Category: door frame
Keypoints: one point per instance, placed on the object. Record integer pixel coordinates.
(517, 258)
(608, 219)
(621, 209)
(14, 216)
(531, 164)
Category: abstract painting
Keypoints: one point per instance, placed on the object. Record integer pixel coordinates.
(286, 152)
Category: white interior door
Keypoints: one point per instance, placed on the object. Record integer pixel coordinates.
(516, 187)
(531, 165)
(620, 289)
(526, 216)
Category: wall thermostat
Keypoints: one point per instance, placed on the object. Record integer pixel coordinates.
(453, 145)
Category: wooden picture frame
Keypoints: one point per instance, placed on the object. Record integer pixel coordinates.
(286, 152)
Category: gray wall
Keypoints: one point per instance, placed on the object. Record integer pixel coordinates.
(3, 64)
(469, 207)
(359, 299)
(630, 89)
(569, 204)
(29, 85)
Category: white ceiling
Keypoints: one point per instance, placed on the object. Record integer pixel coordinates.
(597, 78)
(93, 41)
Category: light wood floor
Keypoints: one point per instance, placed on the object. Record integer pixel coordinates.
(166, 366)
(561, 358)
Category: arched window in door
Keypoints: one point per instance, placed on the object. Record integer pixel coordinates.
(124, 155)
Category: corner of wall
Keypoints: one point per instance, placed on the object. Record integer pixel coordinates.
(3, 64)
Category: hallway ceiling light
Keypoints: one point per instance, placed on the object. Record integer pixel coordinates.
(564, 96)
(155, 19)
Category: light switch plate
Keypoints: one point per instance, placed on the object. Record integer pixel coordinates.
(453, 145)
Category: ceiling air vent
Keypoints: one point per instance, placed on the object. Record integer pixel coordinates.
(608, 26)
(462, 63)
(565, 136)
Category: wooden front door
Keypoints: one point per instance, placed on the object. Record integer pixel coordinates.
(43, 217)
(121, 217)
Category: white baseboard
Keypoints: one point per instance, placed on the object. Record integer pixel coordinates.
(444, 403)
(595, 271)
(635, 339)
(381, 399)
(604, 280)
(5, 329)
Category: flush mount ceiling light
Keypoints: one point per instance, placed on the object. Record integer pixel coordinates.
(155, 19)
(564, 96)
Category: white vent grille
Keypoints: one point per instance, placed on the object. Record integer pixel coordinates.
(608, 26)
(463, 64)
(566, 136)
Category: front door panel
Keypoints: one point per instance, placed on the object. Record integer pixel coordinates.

--------------------

Retype all of the entries above verbatim, from the first category line through the last, keeping every line in its original order.

Category: door frame
Keypoints: one point per instance, placed on the object. Record integer pixel coordinates.
(517, 258)
(608, 219)
(621, 209)
(14, 216)
(531, 164)
Category: abstract painting
Keypoints: one point per instance, placed on the object. Record integer pixel coordinates.
(286, 152)
Category: white interior door
Keypoints: one point per instance, placed on the object. Record integer pixel coordinates.
(516, 187)
(531, 165)
(620, 289)
(526, 216)
Category: wall thermostat
Keypoints: one point per instance, placed on the object. Record integer pixel coordinates.
(453, 145)
Category: wooden picture frame
Keypoints: one point per instance, placed on the object. Record integer pixel coordinates.
(286, 152)
Category: gray wall
Keypoints: one point per instance, placed on the object. Record integer pixel coordinates.
(3, 64)
(469, 207)
(359, 299)
(630, 89)
(569, 204)
(29, 85)
Category: white ceiling
Keypoints: one point per instance, placed on the object. Record integer pixel coordinates.
(597, 78)
(93, 41)
Category: light wood floor
Keypoints: one point per instance, placed on the object. Record integer pixel coordinates.
(166, 366)
(561, 358)
Category: arched window in door
Keypoints: one point per instance, placed on the object. Record integer pixel coordinates.
(124, 155)
Category: corner of wall
Keypoints: one point per instance, placed on the object. Record integer pixel coordinates.
(3, 64)
Category: hallway ceiling light
Keypoints: one point per instance, placed on the object. Record integer pixel coordinates.
(564, 96)
(155, 19)
Category: light switch plate
Keypoints: one point per instance, placed on the object. Record integer pixel coordinates.
(453, 145)
Category: ceiling air vent
Keypoints: one point per instance, placed on the object. Record integer pixel coordinates.
(608, 26)
(462, 63)
(565, 136)
Category: wooden front door
Keypoints: one point per instance, placed on the object. Record integer pixel coordinates.
(43, 217)
(121, 217)
Category: white baseboard
Keypoints: one point per instance, placed on the object. Record integer pixel coordinates.
(444, 403)
(595, 271)
(635, 339)
(381, 399)
(604, 280)
(5, 329)
Category: flush mount ceiling light
Keypoints: one point per instance, placed on the object. Record integer pixel coordinates.
(155, 19)
(564, 96)
Category: white vent grille
Keypoints: one point per instance, placed on the object. Record integer pixel coordinates.
(608, 26)
(463, 64)
(566, 136)
Category: front door panel
Keypoints: one point per instance, placed on the object. Record integer pixel coordinates.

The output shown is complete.